Available data »
=== Section Start ===

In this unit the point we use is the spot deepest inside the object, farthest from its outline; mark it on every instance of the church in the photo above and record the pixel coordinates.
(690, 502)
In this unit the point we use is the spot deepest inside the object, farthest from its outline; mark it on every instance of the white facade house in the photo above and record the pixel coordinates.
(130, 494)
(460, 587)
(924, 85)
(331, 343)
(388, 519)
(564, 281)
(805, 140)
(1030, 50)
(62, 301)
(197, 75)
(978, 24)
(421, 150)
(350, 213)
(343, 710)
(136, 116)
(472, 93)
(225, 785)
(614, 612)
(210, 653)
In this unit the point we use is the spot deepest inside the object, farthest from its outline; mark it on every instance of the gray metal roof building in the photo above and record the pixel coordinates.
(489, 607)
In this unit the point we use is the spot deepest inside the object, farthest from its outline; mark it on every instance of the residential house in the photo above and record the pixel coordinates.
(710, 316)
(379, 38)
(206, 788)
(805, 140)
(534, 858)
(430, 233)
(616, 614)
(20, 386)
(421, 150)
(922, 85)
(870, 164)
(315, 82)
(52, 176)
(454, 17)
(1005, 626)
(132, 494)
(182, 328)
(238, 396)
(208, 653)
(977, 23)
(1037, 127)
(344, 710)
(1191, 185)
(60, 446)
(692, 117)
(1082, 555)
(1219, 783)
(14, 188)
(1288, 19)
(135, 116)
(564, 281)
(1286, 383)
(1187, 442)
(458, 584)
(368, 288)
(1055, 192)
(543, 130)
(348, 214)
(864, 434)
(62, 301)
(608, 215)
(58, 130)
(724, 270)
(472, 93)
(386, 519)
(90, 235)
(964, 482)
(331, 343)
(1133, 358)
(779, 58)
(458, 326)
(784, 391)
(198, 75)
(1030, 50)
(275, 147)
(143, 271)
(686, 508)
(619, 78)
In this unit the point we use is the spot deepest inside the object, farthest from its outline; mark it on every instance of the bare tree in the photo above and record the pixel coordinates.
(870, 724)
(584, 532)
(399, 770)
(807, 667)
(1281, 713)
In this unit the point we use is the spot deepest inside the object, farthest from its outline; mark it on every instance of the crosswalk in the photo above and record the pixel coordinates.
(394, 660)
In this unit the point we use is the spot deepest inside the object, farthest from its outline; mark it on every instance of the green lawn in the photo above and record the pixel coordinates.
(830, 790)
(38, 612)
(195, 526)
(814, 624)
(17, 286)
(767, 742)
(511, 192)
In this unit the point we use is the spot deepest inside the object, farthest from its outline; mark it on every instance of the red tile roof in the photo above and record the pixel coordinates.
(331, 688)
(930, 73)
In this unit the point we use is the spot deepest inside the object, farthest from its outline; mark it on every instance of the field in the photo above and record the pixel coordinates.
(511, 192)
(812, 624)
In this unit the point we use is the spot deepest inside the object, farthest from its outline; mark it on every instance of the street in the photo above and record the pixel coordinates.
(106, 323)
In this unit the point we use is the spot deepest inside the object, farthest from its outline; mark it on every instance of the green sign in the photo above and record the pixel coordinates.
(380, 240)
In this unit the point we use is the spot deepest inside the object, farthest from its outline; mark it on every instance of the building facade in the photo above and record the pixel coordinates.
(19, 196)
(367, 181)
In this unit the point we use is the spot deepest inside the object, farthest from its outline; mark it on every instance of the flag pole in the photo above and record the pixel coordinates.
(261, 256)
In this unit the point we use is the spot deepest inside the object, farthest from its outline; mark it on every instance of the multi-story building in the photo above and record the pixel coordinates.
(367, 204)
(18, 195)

=== Section End ===

Exercise directions »
An unaltered copy of the listing above must form the answer.

Solution to this task »
In this unit the point we use is the spot deepest inside the object, farthest from its outline; mark it on every instance of the church in the photo above and record the pixel coordinates.
(690, 502)
In this unit the point we use is the spot deepest inside the object, farthest from its outline; mark it on every instance of the white facade house in the photo above and record the pixel coordinates.
(130, 494)
(460, 587)
(924, 85)
(331, 343)
(388, 519)
(564, 281)
(805, 140)
(1030, 50)
(62, 301)
(197, 75)
(978, 24)
(421, 150)
(350, 213)
(343, 710)
(136, 116)
(472, 93)
(225, 785)
(614, 612)
(210, 653)
In this unit the point we use is the spot deepest inside the object, farthest from its outline; mark it on every instance of the gray metal roof building in the photo above and record the pixel coordinates.
(489, 607)
In this unit the point we use is the spot deepest inside the object, farthest from its outline; mark it on every instance of the residential house in the photo above and record the pixel coordinates.
(710, 316)
(379, 38)
(206, 788)
(805, 140)
(534, 858)
(430, 233)
(616, 614)
(20, 386)
(421, 150)
(922, 85)
(870, 164)
(315, 82)
(52, 176)
(454, 17)
(1005, 626)
(132, 494)
(182, 328)
(238, 396)
(208, 653)
(977, 23)
(1037, 127)
(344, 710)
(1191, 185)
(60, 446)
(692, 117)
(1082, 555)
(1219, 783)
(14, 188)
(1288, 19)
(135, 116)
(564, 281)
(1286, 383)
(1187, 442)
(458, 584)
(368, 288)
(1055, 192)
(543, 130)
(348, 214)
(864, 434)
(62, 301)
(608, 215)
(58, 130)
(724, 270)
(472, 93)
(386, 519)
(90, 235)
(964, 482)
(331, 343)
(1133, 358)
(779, 58)
(458, 326)
(784, 391)
(198, 75)
(1030, 50)
(275, 147)
(143, 271)
(686, 508)
(619, 78)
In this unit the point we use is the spot deepest inside the object, farthest from its outline; mark it on every instance of the bare tree in the photo above and record the pixel coordinates.
(870, 724)
(584, 532)
(399, 770)
(807, 667)
(1281, 713)
In this unit the point we use is the spot deepest inside the object, farthest from its outline; mark it on every instance of the crosswalk in the photo above and record the pixel coordinates.
(394, 660)
In this unit the point we use is the spot deepest inside the object, farthest from its outline; mark it on every instance of the green lawn in the photo above and record the pixel coordinates.
(830, 790)
(38, 612)
(195, 526)
(814, 624)
(17, 286)
(767, 742)
(511, 192)
In this unit the point we use is the spot deepest inside the object, farthest from its outline; mark it on every instance of the red tile roof in the photo above and record the pixel coordinates.
(331, 688)
(930, 73)
In this unit the point we use is the spot deepest inside the object, farthest from its outline; mark it on every instance of the field in the photo above and record the pixel coordinates.
(511, 192)
(812, 624)
In this unit the point we use is the spot deepest inside the object, farthest from its outline; mark it on every instance of the street in the photo above and record the pixel coordinates.
(106, 323)
In this unit the point we use is the spot deepest inside the object, farthest from its outline; mark it on every instance of the green sign in the photo above and record the pixel coordinates.
(380, 240)
In this unit the point we use is the spot deepest inside the object, farthest from its outline; mark it on every instance of the building facade in the photo above and record the pixel coordinates.
(19, 196)
(367, 181)
In this unit the point we use is the spot deepest inside the object, farthest from its outline; mark it on every instance of the flag pole in the photo above and record the pixel coordinates.
(261, 256)
In this unit the point we use is the spot deepest inside the object, farthest from its outline; mark it on every instance of the multi-story building in the photo above and record the pixel coordinates.
(367, 204)
(18, 195)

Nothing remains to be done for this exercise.